**Study text**

_ _ _ _ _

How To Get Started With AI in Recruitment
How to Get Started With AI in Recruitment
In the age of AI, recruiting teams are under pressure to “do more with less”: less money and smaller teams. According to a Josh Bersin Company / AMS survey, 58% of respondents agreed that “Increasing the efficiency of our TA team and reducing cost” is a top priority for talent acquisition in the coming year. Using AI in recruitment is one way to unlock team efficiency and potentially lower costs—but it requires a thoughtful approach. Here are our tips on integrating AI into your recruitment workflows.
7 steps for setting up AI in recruitment
1. Prioritize the pain points to solve
Conduct an audit of your current recruitment practices. Are your teams struggling with a lack of candidates, candidate drop-offs, hiring team engagement, long hiring times, clunky onboarding, too much manual administrative work, or something else? Taking a holistic view of your TA processes will help you decide where AI can make the biggest impact.
Remember that AI is not always the solution to every problem; automation, more structured processes, or better recruitment marketing may solve the problem without the need for AI. In effect, you should be trying to determine how to hire more efficiently, not necessarily use AI.
2. Formalize experimentation
There are probably a few tech-centric people in your organization who love to play with new tools. Set up experimentation sessions at a regular cadence and document learnings.
Over time, you’ll be able to develop a plan for piloting new tools. By starting with manageable investments that offer measurable outcomes, you’ll pave a path toward wider impact.

_ _ _ _ _

**Work required**
Reproduce the passage of the AI recruitment article starting at "Remember that AI" and ending at "and document learnings.", word for word.

Region pointing data:
_ _ _ _ _

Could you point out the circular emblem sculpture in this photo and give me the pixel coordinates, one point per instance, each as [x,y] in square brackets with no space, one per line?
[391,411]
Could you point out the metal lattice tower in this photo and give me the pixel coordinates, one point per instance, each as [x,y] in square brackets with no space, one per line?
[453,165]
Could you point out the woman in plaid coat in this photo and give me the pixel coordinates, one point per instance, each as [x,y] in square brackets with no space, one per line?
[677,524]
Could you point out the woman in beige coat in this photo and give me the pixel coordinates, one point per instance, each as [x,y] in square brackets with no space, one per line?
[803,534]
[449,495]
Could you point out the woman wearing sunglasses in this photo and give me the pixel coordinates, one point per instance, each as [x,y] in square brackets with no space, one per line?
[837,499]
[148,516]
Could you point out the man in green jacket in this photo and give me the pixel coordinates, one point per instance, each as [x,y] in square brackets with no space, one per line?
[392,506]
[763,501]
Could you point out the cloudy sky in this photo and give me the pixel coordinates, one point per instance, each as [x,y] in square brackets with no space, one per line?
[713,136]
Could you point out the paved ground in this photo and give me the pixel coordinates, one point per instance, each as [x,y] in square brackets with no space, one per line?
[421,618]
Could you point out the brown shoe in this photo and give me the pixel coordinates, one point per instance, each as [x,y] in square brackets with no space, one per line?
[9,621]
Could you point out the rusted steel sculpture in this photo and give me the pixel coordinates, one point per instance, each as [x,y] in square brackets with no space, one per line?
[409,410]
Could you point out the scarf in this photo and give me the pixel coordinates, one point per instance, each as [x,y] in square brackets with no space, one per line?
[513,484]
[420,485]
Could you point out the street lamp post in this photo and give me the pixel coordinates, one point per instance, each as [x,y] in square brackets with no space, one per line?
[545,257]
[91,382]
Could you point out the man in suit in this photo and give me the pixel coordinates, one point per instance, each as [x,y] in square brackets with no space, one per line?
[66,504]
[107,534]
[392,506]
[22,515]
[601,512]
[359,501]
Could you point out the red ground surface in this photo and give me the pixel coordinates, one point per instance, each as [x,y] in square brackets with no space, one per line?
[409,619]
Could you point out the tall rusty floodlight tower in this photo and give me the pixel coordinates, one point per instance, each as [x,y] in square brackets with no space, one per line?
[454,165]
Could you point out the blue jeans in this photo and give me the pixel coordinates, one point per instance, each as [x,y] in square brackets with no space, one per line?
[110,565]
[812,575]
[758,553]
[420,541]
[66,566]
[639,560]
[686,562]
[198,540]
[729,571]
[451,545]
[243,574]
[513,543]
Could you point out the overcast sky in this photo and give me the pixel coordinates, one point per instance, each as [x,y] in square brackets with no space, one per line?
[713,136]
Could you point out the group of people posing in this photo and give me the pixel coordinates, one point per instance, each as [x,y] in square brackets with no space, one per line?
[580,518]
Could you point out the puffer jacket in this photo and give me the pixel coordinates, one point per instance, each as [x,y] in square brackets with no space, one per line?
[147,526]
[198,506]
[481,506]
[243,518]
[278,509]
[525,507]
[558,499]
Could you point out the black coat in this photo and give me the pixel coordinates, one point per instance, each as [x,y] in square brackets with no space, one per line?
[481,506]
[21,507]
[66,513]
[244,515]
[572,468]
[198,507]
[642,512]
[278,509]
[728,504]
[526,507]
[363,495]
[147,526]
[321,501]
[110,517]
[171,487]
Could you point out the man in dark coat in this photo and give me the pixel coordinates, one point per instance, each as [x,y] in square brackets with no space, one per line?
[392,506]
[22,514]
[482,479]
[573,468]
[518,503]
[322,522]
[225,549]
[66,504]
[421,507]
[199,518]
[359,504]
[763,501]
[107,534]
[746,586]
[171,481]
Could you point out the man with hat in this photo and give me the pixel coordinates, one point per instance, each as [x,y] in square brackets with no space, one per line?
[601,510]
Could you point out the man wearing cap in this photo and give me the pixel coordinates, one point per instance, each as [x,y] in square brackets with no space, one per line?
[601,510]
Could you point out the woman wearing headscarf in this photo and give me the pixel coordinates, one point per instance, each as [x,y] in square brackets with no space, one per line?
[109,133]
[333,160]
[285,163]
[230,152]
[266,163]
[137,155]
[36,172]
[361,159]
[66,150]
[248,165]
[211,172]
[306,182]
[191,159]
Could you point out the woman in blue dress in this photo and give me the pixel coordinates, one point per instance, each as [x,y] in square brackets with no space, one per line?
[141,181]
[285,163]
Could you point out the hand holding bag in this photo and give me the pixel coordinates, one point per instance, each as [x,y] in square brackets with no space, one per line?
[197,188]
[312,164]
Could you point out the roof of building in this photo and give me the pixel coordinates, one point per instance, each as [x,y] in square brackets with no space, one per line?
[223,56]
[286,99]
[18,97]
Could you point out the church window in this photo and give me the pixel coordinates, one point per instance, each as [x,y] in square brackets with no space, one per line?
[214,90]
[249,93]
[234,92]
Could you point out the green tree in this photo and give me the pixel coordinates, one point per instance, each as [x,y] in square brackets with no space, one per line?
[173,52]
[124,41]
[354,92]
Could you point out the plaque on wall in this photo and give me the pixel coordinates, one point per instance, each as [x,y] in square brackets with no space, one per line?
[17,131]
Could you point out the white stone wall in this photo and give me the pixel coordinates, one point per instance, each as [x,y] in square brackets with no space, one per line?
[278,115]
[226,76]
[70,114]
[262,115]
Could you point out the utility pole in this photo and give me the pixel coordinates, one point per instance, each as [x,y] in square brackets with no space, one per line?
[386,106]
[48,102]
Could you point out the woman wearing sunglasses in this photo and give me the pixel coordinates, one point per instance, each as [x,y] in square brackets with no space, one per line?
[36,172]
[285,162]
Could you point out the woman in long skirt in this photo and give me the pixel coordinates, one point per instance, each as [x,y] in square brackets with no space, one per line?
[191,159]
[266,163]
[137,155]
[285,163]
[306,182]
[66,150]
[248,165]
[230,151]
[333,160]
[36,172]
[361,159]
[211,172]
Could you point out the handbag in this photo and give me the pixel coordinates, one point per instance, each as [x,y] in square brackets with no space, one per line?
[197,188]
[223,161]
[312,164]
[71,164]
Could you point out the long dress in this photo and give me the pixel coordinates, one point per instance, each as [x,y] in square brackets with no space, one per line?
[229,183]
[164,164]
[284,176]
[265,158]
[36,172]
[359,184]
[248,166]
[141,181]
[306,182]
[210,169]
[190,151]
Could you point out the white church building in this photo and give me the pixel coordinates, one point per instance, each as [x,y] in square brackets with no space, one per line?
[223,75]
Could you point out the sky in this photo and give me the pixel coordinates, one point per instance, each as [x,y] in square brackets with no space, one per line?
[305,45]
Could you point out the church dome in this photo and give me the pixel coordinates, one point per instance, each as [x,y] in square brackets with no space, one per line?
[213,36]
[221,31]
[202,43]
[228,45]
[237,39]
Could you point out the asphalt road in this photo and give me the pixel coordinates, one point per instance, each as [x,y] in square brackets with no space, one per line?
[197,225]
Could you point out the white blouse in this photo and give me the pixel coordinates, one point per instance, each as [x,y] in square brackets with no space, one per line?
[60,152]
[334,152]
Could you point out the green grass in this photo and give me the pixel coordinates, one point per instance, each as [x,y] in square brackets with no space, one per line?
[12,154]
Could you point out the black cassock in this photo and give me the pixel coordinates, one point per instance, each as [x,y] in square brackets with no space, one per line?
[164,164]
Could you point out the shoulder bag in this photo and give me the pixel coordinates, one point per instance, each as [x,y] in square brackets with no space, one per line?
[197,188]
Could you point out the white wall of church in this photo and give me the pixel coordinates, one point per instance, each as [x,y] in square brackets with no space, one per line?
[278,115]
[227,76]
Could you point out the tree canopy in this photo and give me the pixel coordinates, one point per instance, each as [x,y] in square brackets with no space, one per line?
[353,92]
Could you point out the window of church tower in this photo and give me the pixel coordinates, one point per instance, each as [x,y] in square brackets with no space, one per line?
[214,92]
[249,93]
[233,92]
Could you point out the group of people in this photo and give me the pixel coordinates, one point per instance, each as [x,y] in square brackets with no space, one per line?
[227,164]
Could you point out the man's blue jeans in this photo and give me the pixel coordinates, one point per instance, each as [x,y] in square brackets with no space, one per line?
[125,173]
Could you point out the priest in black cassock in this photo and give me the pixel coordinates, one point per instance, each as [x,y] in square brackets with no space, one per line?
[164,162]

_ _ _ _ _

**Written answer**
Remember that AI is not always the solution to every problem; automation, more structured processes, or better recruitment marketing may solve the problem without the need for AI. In effect, you should be trying to determine how to hire more efficiently, not necessarily use AI.
2. Formalize experimentation
There are probably a few tech-centric people in your organization who love to play with new tools. Set up experimentation sessions at a regular cadence and document learnings.